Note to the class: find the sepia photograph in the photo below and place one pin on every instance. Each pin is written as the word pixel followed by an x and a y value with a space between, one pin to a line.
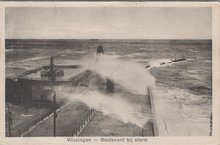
pixel 108 71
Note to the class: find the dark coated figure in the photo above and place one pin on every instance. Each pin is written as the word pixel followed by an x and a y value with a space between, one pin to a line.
pixel 100 50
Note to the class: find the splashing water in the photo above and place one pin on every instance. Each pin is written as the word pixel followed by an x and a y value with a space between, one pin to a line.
pixel 114 105
pixel 130 75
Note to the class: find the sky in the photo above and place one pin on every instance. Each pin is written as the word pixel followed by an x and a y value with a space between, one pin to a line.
pixel 108 23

• • •

> _PROBLEM TO WORK ON_: Give every line of the entries above as a numbered list, with blank lines and the pictures left out.

> _WRITTEN RESPONSE_:
1. Note to the class: find the sepia photograph in the photo below and place one pin on every instance. Each pin is written as the word pixel followed by an x and a y value with a space between, one pin to a line.
2. pixel 108 71
3. Note to the class: find the dark coated figure in the photo above and place one pin on every instance. Each pin is written as the word pixel followed by an x and a y value with a space between, one pin to a line.
4. pixel 100 50
5. Note to the class: find the splashing water in the photo above and place one pin on every instance. Each pin is written as the word pixel followed by an x and a y value with a space between, one pin to a line.
6. pixel 114 105
7. pixel 130 75
8. Note to the class: find the sky in the photo above and place one pin on every instance. Each pin is written as the word pixel followed by an x and a y value with a space between, one pin to a line.
9. pixel 108 23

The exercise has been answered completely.